→ Exercise brief: Go to the line containing "the woman's right" below; retype it and all following lines exactly, and leave out the pictures.

→ Data for this exercise:

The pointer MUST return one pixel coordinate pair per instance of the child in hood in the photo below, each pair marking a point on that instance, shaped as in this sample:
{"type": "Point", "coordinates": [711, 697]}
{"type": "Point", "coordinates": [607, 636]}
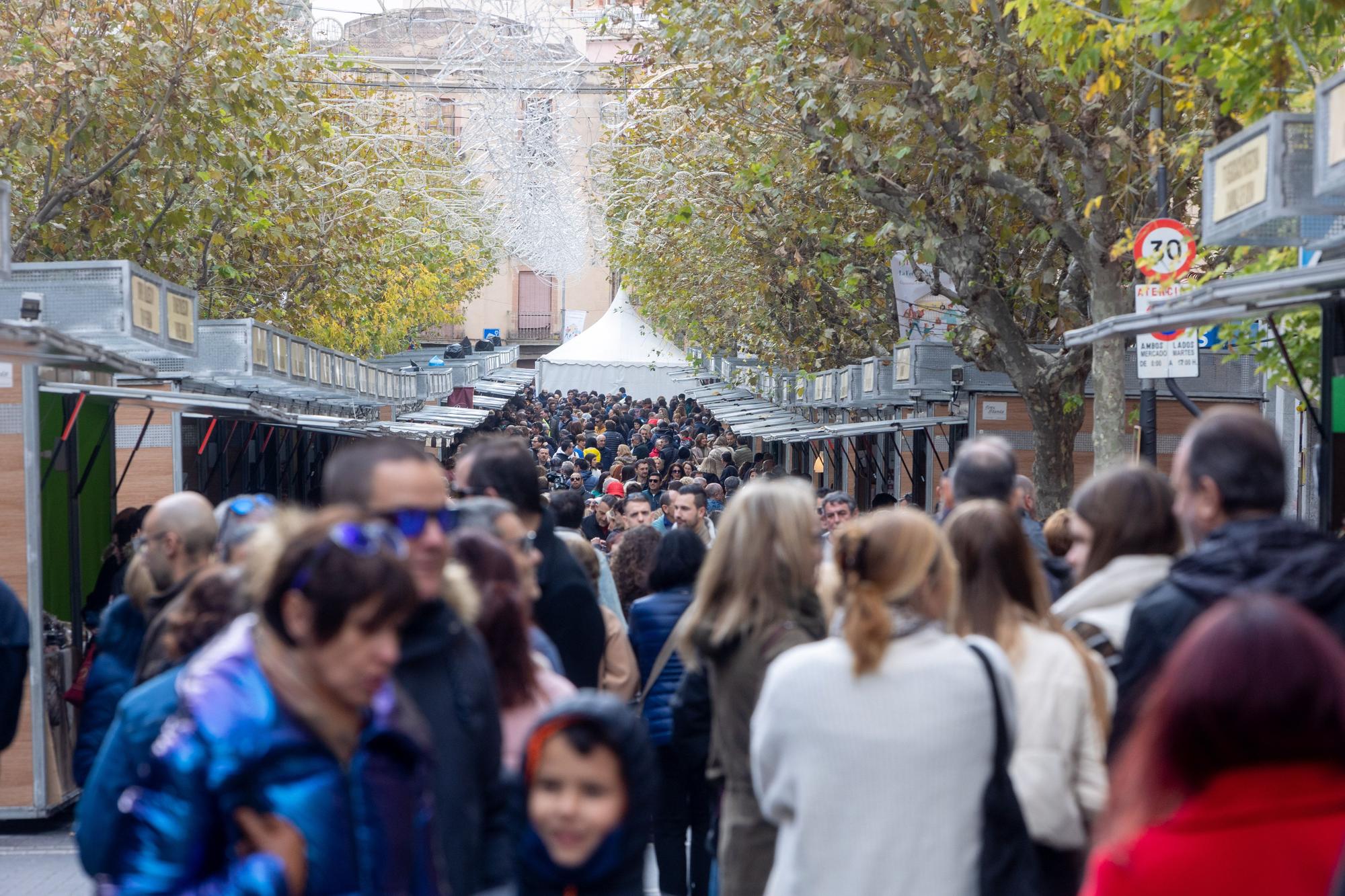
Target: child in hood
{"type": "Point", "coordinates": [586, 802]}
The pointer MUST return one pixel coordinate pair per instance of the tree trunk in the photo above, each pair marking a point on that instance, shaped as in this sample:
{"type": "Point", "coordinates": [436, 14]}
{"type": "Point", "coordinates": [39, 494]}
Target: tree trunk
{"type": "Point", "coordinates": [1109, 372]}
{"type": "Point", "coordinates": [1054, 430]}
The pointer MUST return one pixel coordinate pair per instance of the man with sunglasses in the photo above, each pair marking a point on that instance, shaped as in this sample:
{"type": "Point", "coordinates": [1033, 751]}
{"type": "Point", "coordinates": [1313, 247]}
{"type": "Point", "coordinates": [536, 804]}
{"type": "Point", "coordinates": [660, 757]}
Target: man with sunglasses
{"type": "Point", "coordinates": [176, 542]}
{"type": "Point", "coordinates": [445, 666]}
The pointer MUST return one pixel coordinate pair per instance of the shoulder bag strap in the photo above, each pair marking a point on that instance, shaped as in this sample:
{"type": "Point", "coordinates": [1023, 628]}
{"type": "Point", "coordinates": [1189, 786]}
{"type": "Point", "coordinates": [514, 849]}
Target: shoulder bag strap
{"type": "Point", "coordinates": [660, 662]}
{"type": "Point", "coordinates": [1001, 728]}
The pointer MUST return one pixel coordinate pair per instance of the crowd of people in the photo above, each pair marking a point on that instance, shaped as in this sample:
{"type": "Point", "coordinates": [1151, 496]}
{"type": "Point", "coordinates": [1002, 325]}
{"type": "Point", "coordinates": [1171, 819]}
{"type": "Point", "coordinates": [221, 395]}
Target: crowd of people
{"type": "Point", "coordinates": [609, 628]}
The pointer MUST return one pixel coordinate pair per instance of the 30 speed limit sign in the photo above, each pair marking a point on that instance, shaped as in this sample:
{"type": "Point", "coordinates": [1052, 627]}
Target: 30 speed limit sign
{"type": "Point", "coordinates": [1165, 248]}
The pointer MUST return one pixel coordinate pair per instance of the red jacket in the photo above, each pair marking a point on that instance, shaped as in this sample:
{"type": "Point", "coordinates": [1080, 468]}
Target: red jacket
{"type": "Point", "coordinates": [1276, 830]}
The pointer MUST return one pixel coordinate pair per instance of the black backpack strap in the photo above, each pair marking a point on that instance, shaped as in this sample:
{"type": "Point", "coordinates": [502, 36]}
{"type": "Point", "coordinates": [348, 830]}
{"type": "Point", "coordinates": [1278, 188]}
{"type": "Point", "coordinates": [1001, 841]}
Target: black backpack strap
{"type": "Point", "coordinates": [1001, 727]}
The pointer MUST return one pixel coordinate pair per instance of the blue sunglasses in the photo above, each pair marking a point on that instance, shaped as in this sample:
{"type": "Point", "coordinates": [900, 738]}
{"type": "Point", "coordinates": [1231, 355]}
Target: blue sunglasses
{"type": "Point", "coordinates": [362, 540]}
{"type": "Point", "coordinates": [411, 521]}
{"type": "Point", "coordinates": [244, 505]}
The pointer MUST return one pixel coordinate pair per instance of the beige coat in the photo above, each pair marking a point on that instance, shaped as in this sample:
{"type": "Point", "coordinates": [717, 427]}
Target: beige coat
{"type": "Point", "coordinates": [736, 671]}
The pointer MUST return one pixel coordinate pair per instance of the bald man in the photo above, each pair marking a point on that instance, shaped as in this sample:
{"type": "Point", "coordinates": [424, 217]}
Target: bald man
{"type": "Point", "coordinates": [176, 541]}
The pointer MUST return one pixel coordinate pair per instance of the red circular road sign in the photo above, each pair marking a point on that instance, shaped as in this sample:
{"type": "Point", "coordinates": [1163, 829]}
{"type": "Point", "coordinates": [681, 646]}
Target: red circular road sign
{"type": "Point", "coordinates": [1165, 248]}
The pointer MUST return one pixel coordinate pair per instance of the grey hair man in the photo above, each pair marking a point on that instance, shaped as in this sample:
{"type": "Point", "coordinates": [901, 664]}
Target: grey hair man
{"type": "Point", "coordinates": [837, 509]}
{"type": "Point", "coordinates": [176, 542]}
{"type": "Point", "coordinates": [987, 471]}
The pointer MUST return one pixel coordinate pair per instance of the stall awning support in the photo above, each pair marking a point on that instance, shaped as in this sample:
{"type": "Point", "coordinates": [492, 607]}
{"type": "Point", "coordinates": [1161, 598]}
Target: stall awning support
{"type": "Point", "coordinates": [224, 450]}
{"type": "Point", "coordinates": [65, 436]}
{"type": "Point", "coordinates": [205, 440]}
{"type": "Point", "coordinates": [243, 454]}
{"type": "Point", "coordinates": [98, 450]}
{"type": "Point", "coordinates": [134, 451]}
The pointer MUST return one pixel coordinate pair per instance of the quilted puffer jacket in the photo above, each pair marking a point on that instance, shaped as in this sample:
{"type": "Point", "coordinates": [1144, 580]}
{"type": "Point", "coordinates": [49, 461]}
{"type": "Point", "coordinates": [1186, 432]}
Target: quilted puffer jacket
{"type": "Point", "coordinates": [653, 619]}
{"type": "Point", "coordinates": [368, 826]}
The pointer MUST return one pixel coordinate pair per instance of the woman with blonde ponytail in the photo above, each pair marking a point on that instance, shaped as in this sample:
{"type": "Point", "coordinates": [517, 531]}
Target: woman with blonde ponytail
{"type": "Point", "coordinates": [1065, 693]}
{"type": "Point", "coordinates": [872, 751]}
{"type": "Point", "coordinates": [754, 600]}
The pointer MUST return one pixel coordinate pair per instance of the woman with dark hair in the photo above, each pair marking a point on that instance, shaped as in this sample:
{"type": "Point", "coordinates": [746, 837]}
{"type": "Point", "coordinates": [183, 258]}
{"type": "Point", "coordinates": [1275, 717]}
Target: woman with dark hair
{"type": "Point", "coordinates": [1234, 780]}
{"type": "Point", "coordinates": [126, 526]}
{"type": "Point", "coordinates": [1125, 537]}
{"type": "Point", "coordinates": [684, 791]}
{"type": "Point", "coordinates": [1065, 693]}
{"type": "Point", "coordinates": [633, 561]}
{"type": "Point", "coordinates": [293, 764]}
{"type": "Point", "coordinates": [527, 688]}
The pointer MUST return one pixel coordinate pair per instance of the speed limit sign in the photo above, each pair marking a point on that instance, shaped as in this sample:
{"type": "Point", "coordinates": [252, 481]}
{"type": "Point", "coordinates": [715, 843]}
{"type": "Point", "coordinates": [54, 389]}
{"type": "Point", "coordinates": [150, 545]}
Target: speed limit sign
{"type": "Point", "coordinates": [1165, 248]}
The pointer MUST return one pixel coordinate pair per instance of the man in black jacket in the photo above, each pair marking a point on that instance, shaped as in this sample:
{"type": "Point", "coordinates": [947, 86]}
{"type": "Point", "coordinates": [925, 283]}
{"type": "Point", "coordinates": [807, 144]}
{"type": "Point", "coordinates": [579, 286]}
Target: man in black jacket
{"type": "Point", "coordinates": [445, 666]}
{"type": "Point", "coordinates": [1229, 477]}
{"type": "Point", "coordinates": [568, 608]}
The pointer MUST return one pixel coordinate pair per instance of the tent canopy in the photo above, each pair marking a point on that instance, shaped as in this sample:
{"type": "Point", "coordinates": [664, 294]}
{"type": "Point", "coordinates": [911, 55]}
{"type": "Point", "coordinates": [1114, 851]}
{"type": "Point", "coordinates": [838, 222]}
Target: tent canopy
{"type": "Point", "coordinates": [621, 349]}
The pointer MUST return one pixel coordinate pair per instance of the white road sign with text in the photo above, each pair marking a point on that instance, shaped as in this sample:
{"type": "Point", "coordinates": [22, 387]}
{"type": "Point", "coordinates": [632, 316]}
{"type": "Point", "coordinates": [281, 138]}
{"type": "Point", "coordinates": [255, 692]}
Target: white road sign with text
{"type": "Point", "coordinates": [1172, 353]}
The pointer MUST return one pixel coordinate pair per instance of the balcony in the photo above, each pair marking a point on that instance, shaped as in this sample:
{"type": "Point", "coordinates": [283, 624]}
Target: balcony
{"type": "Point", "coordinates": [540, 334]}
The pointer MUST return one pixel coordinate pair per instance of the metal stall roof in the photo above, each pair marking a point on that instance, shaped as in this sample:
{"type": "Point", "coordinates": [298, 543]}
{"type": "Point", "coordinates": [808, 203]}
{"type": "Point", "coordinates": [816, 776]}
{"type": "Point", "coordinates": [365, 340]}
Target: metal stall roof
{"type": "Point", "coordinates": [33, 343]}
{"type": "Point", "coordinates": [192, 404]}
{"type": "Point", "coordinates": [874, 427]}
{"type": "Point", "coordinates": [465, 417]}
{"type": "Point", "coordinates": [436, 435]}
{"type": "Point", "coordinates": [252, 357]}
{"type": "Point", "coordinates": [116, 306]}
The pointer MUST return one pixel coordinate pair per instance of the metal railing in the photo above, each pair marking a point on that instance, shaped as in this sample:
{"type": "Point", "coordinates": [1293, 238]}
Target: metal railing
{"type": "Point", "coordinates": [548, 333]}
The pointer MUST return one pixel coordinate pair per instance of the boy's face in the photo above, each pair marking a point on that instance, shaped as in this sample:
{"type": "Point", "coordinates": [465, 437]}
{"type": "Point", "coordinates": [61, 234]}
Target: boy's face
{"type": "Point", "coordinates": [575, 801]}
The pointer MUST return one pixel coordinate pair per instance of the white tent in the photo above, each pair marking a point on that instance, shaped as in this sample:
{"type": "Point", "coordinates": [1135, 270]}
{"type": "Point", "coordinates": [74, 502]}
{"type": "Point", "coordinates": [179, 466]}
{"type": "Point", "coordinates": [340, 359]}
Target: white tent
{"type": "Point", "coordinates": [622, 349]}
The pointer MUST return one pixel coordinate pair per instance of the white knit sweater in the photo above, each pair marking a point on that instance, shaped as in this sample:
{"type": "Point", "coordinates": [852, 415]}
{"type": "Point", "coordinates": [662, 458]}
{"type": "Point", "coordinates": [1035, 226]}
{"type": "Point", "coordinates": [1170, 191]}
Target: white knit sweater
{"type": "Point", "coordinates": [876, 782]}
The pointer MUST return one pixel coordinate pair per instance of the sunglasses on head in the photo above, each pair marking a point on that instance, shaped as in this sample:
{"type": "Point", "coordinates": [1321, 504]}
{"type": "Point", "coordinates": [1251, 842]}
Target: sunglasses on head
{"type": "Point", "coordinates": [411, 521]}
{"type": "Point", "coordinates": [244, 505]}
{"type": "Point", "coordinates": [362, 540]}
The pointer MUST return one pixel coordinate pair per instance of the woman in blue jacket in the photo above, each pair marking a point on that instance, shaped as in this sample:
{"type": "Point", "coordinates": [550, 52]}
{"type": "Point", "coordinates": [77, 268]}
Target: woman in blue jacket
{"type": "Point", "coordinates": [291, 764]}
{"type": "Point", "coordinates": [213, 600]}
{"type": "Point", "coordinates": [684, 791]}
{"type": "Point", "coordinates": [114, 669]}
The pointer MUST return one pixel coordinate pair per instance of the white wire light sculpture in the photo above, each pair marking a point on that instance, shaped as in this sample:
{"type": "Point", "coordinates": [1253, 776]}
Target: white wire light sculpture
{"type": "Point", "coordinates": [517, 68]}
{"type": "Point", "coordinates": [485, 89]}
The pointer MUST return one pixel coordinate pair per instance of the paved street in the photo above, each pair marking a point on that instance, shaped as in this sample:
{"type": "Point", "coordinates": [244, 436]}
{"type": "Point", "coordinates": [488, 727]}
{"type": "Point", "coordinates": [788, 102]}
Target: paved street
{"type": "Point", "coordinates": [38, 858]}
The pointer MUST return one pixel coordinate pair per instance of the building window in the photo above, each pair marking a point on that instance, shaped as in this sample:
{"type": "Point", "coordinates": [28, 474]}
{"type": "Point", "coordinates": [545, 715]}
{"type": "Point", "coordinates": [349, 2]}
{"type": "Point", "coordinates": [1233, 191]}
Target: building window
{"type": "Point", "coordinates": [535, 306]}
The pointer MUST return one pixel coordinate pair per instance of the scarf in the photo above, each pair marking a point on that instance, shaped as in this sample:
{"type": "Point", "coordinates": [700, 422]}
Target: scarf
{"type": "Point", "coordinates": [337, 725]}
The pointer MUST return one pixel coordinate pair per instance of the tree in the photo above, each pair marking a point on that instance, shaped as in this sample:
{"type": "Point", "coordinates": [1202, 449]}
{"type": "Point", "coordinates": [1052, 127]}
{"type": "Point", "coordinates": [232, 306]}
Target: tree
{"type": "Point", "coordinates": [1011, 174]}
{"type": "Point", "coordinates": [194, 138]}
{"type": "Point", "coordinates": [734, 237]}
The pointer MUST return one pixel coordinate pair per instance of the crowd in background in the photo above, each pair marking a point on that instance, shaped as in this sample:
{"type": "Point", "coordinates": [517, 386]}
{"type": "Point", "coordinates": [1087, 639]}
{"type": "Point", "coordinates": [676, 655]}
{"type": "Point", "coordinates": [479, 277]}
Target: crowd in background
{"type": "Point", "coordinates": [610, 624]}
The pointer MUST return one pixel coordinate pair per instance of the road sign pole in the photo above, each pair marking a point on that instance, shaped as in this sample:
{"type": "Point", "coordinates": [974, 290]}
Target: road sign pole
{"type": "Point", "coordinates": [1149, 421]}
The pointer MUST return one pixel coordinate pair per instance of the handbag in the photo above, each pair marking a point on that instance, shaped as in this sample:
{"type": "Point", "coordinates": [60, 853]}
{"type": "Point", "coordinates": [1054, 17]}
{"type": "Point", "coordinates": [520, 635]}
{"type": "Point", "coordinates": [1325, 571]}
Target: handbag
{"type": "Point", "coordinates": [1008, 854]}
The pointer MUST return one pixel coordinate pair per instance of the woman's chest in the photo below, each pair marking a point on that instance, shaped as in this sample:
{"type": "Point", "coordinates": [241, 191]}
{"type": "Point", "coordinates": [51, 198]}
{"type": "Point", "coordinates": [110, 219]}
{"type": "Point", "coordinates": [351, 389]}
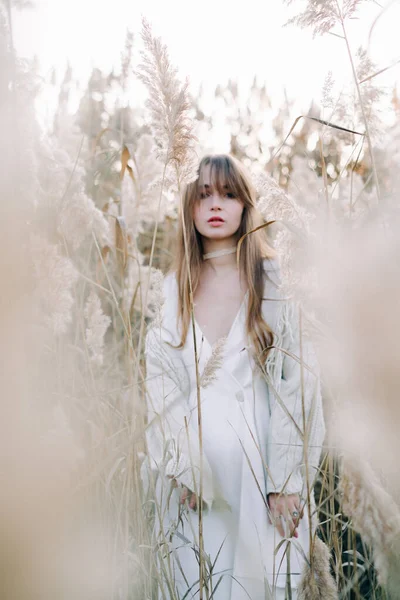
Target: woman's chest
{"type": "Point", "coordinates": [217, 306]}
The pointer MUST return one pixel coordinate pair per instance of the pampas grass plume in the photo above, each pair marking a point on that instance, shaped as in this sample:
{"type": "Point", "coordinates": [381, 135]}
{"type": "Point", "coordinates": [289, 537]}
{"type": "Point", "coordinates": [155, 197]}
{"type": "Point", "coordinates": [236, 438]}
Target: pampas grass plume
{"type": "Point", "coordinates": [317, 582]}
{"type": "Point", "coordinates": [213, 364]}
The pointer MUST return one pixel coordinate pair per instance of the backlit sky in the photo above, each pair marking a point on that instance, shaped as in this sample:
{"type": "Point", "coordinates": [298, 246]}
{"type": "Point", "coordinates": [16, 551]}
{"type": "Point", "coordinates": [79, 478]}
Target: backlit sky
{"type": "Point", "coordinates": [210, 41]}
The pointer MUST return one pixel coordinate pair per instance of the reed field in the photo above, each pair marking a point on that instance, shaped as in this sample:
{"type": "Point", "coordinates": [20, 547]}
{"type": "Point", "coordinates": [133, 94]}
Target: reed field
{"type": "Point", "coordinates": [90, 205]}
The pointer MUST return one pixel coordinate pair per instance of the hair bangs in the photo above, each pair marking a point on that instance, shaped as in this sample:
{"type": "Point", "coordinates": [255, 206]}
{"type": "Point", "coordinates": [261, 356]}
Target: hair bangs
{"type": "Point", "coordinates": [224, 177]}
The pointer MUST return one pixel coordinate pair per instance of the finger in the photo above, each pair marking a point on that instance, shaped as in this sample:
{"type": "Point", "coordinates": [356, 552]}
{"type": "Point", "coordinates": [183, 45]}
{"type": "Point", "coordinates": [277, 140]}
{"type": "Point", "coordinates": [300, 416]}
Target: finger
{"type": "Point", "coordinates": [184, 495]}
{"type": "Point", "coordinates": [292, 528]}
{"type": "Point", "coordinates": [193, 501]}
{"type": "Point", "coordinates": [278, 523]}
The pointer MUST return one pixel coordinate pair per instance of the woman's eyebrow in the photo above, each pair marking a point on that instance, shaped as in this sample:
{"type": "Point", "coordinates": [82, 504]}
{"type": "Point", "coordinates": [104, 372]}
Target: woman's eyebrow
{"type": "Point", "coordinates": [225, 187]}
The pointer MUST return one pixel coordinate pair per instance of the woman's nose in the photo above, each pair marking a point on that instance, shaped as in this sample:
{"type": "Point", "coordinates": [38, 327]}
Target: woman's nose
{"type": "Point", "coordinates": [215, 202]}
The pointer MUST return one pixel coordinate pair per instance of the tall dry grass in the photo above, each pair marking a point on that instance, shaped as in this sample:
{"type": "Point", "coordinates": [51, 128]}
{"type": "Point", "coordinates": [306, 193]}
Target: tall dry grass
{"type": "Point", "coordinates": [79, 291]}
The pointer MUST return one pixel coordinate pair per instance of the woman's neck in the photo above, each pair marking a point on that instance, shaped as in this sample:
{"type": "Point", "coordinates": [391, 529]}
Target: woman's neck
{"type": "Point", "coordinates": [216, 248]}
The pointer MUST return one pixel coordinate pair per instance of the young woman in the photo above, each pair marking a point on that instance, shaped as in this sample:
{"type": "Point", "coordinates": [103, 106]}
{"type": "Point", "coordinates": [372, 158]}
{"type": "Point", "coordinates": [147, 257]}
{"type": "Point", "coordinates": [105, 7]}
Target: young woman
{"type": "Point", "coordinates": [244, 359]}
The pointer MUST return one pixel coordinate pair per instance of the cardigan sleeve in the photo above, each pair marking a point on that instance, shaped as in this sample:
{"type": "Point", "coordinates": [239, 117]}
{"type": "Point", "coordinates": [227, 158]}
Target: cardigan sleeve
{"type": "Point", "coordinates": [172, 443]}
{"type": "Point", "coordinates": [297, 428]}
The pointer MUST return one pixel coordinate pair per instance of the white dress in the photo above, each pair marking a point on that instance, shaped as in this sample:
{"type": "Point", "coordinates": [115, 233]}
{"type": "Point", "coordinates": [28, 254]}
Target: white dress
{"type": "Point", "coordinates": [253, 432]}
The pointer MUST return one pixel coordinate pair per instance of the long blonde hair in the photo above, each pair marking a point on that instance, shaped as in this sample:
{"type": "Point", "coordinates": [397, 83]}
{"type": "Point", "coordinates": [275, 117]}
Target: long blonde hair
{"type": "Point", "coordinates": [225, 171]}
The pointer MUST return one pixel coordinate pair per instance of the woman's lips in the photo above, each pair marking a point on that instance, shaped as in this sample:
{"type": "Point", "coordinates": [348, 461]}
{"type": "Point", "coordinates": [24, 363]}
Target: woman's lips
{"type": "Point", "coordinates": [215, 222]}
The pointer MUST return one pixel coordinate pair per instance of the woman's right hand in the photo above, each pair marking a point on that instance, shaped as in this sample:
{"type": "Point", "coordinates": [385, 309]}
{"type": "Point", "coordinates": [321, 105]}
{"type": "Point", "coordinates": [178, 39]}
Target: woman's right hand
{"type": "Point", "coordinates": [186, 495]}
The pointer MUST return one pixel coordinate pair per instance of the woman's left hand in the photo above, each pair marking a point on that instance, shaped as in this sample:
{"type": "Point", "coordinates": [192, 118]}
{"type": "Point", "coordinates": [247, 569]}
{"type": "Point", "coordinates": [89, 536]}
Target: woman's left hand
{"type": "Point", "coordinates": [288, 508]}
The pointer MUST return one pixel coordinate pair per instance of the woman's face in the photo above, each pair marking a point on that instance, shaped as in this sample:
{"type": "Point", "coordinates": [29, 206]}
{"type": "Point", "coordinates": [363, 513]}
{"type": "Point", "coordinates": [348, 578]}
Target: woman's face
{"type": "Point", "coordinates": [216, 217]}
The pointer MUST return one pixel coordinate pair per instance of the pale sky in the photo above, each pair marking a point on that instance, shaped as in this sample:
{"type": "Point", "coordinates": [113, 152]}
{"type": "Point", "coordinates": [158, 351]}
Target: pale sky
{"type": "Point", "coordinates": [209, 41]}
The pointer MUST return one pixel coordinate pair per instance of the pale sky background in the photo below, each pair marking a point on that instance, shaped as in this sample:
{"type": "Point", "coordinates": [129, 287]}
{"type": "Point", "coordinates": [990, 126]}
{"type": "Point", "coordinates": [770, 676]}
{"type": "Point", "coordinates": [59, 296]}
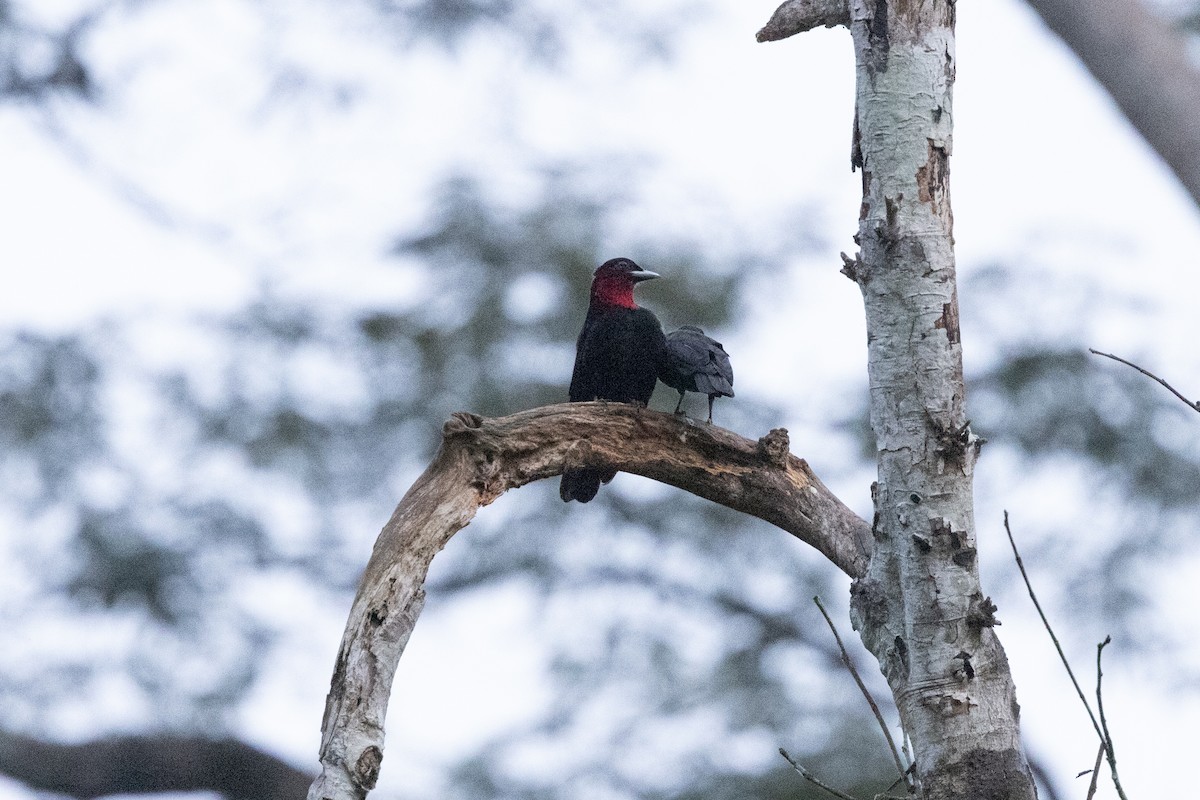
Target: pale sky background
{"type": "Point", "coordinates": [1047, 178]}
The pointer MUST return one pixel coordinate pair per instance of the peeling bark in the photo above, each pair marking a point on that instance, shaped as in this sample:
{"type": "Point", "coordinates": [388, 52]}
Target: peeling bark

→ Task answer:
The pointer MUST return one pixel coordinate pair per instance of the woman's right hand in the photo above, each pair marking a point on that instance, shaped as in this sample:
{"type": "Point", "coordinates": [385, 309]}
{"type": "Point", "coordinates": [321, 105]}
{"type": "Point", "coordinates": [178, 39]}
Target: woman's right hand
{"type": "Point", "coordinates": [186, 495]}
The pointer MUST return one pixel coordinate pair per instance of the woman's left hand in the photo above, each pair marking a point on that instance, shaped as in this sample:
{"type": "Point", "coordinates": [192, 118]}
{"type": "Point", "coordinates": [247, 569]}
{"type": "Point", "coordinates": [89, 536]}
Target: woman's left hand
{"type": "Point", "coordinates": [288, 508]}
The pointer MUST return one pixel coordinate pair per instance of the woman's face in the photo above, each pair marking a point on that instance, shaped as in this sample:
{"type": "Point", "coordinates": [29, 206]}
{"type": "Point", "coordinates": [363, 513]}
{"type": "Point", "coordinates": [348, 578]}
Target: woman's face
{"type": "Point", "coordinates": [216, 217]}
The pointer MUST return one pixel coordinate pair per instance of the pale sky in the photo above, each pair marking a point on that instance, shaped as in this sample:
{"type": "Point", "coordinates": [113, 152]}
{"type": "Point", "coordinates": [158, 351]}
Target: pale sky
{"type": "Point", "coordinates": [209, 41]}
The pointer MUST return one pixel coordinate pair per instance of the pale sky background in the photo below, each pair marking a point on that instance, shaped as in this sample:
{"type": "Point", "coordinates": [129, 287]}
{"type": "Point", "coordinates": [990, 126]}
{"type": "Point", "coordinates": [770, 676]}
{"type": "Point", "coordinates": [59, 296]}
Target: pale sky background
{"type": "Point", "coordinates": [1047, 178]}
The pointer MUST return one pixel coordinate pair per instance of the peeling bark in the photo above, each pair marking a point on that instance, shaped as in this sample:
{"type": "Point", "coordinates": [388, 52]}
Target: peeling bark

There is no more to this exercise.